>>>>>
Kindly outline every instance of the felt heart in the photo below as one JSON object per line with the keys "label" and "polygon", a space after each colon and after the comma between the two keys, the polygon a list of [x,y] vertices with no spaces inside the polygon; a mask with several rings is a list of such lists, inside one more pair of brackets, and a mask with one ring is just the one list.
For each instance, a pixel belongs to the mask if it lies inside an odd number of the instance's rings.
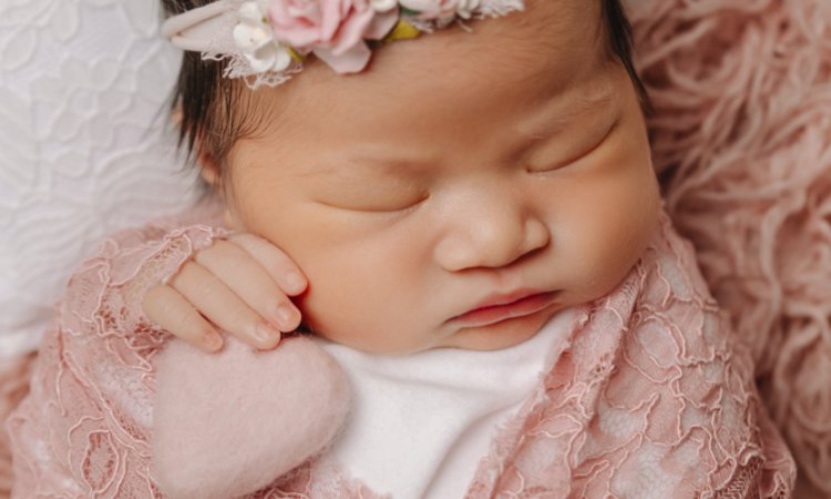
{"label": "felt heart", "polygon": [[322,451],[349,410],[335,360],[306,337],[219,354],[172,340],[154,359],[152,470],[172,498],[259,490]]}

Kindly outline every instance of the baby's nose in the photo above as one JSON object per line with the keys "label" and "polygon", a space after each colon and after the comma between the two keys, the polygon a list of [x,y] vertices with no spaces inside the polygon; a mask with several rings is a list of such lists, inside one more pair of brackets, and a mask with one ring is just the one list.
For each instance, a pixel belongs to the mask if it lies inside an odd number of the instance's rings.
{"label": "baby's nose", "polygon": [[435,259],[444,269],[504,267],[550,244],[548,226],[540,216],[514,203],[484,204],[455,214],[435,247]]}

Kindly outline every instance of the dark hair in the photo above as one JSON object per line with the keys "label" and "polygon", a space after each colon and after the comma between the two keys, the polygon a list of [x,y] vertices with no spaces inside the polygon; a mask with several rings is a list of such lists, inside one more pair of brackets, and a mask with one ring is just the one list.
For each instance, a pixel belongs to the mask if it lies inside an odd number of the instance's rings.
{"label": "dark hair", "polygon": [[[214,0],[162,0],[167,16],[175,16]],[[643,109],[648,112],[648,99],[633,63],[632,28],[620,0],[601,0],[603,23],[608,34],[609,55],[617,59],[632,79]],[[181,109],[179,146],[187,147],[188,157],[208,157],[226,171],[226,161],[234,143],[254,133],[259,122],[247,112],[256,106],[252,92],[244,91],[244,82],[223,78],[225,64],[204,61],[199,53],[185,52],[172,108]]]}

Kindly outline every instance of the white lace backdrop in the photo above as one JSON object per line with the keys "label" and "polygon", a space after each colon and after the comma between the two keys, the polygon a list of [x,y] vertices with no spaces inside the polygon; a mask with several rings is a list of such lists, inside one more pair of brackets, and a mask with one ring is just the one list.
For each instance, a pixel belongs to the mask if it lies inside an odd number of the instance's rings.
{"label": "white lace backdrop", "polygon": [[72,269],[197,196],[165,130],[179,54],[157,0],[0,0],[0,358],[37,347]]}

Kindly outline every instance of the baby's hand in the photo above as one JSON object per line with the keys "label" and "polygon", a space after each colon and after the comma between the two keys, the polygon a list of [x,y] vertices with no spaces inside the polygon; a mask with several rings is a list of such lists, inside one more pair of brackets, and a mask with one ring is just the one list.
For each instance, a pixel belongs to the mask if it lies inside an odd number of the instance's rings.
{"label": "baby's hand", "polygon": [[279,248],[237,233],[197,252],[166,283],[151,288],[142,308],[158,326],[206,352],[223,345],[214,326],[268,349],[277,346],[280,332],[300,325],[300,312],[288,297],[306,286],[306,277]]}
<<<<<
== Exercise description ==
Could you write out again every line from the one containing "Kindly outline every instance of the baby's hand" through the end, requests included, shifting each polygon coordinate in the answers by -78?

== The result ==
Kindly outline every instance of the baby's hand in the photo above as one JSON object per line with the keys "label" and "polygon", a space after each colon and after the comma between the two keys, the polygon a list of [x,y] vertices with no spaces inside the polygon; a mask with several rings is a list of such lists, inside one more pair of brackets, and a mask with one ring is just the one list.
For each instance, a pixel belongs to the mask if it lies inside an odd number of the instance's rings.
{"label": "baby's hand", "polygon": [[201,170],[159,155],[119,174],[88,205],[73,210],[64,230],[80,248],[128,274],[145,267],[136,248],[190,271],[199,268],[202,254],[222,247],[222,234],[210,219],[228,208],[228,199]]}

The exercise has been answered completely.